[Supplied records]:
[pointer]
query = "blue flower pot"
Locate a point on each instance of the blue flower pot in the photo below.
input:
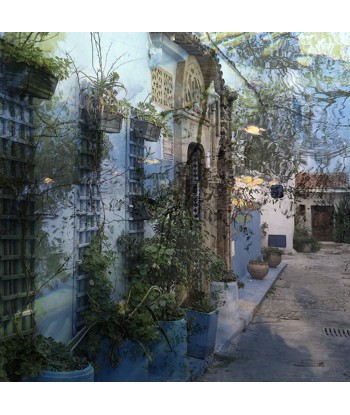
(201, 335)
(82, 375)
(132, 366)
(170, 364)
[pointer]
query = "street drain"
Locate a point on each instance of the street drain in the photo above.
(336, 332)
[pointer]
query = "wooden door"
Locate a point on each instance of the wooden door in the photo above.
(322, 222)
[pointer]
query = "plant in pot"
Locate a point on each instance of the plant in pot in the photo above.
(258, 267)
(155, 263)
(273, 255)
(28, 68)
(166, 259)
(149, 123)
(36, 358)
(103, 108)
(202, 323)
(118, 332)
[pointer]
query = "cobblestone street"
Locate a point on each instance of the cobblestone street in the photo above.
(301, 332)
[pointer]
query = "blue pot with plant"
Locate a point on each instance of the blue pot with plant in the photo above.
(202, 323)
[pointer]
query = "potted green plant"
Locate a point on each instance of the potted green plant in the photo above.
(118, 331)
(36, 358)
(154, 261)
(103, 108)
(258, 267)
(202, 321)
(28, 68)
(149, 123)
(273, 255)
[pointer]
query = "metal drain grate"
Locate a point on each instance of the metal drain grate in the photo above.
(336, 332)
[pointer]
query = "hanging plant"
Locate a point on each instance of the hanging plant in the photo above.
(149, 123)
(28, 68)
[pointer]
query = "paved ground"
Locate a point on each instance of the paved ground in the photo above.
(287, 340)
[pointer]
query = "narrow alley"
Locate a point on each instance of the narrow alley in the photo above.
(301, 332)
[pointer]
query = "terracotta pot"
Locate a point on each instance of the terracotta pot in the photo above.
(258, 270)
(274, 259)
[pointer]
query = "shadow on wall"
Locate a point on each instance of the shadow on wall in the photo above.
(53, 315)
(245, 240)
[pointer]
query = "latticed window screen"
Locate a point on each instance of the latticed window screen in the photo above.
(87, 219)
(17, 215)
(136, 155)
(194, 188)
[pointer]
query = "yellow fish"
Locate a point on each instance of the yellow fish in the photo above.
(48, 180)
(253, 130)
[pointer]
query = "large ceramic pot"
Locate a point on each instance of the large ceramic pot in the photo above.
(146, 130)
(82, 375)
(274, 259)
(201, 333)
(258, 269)
(36, 82)
(132, 365)
(170, 363)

[What is required]:
Output the records above unchanged, minus their pictures.

[Solution for this task]:
[pointer]
query = "blue flower pot"
Locate a point on each instance of the blue flower pot in the photo below.
input:
(201, 335)
(82, 375)
(132, 366)
(170, 364)
[pointer]
query = "street drain"
Locate a point on each instance of the street drain in the photo above.
(336, 332)
[pointer]
query = "wooden door"
Locate a point on each instance of the wooden door in the photo above.
(322, 222)
[pointer]
query = "plant in pot"
Locate a point on each instance of the plant in pot in the photo above.
(258, 267)
(155, 263)
(273, 255)
(28, 68)
(166, 259)
(149, 123)
(36, 358)
(103, 108)
(202, 323)
(118, 332)
[pointer]
query = "cobblestone street"
Locate a point on each instance of the cobblestone street in the photo above.
(301, 332)
[pointer]
query = "blue pot with plant"
Locate a point on each instance of the blue pot with plant in the photo above.
(202, 323)
[pointer]
query = "potted green plant"
Locate a point on each instance of the potted green plant in the photo above.
(118, 331)
(36, 358)
(154, 261)
(103, 108)
(258, 267)
(202, 321)
(28, 68)
(149, 123)
(273, 255)
[pointer]
query = "metal drain grate"
Locate a point on each instance of the metal drain grate in the photo above.
(336, 332)
[pointer]
query = "hanging plant"
Locate a point on each instance of the hanging plant in the photo above.
(149, 123)
(28, 68)
[pointer]
query = "paved ground"
Locate a point on each instance of the paved ground in the photo above.
(287, 340)
[pointer]
query = "narrow alley"
Locate a point on each instance of the narrow alley in the photo above.
(301, 332)
[pointer]
query = "terracotta pot"
Locate a point on each instance of the terracotta pot in the photo above.
(258, 270)
(274, 259)
[pointer]
query = "shadow on wall"
Locate a point on each instance of the shadow on wall in the photo above.
(53, 315)
(245, 240)
[pointer]
query = "latticed window screen"
Locate a point on each instance of the latticed window screen in the photo above.
(87, 219)
(17, 215)
(136, 155)
(194, 188)
[pointer]
query = "yellow fish"
Locate a point on each instance of the yellow fish in the photo above.
(48, 180)
(253, 130)
[pointer]
query = "large ceramic pot"
Locate a point on each instance of the large ceramic pot in the photo above.
(146, 130)
(82, 375)
(274, 259)
(201, 333)
(258, 269)
(36, 82)
(132, 365)
(170, 363)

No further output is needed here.